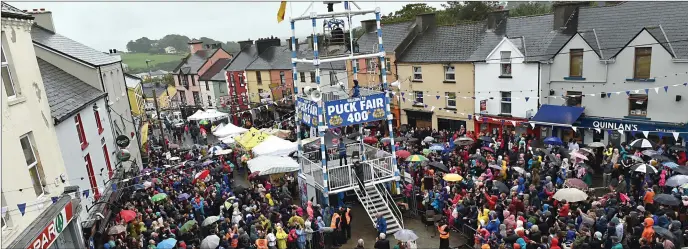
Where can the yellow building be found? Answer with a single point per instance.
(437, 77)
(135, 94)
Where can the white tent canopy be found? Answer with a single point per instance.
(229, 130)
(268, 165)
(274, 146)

--

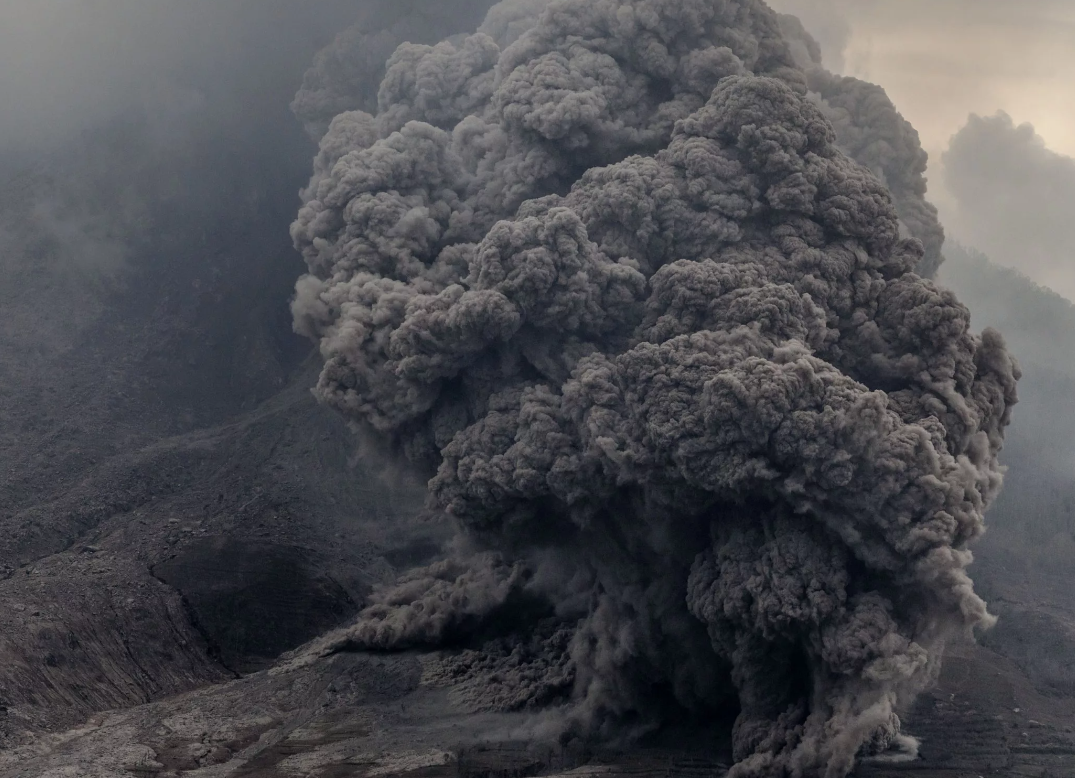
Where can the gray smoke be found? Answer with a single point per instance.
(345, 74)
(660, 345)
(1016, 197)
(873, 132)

**Requirements:**
Pull out every line of the material above that contains the word "with".

**Solution to this problem:**
Where can the yellow building be found? Answer with a single point per instance.
Where can the white tent canopy be found? Answer with a single point per instance.
Where can the gray smoke be found? Answer with a single point per instance.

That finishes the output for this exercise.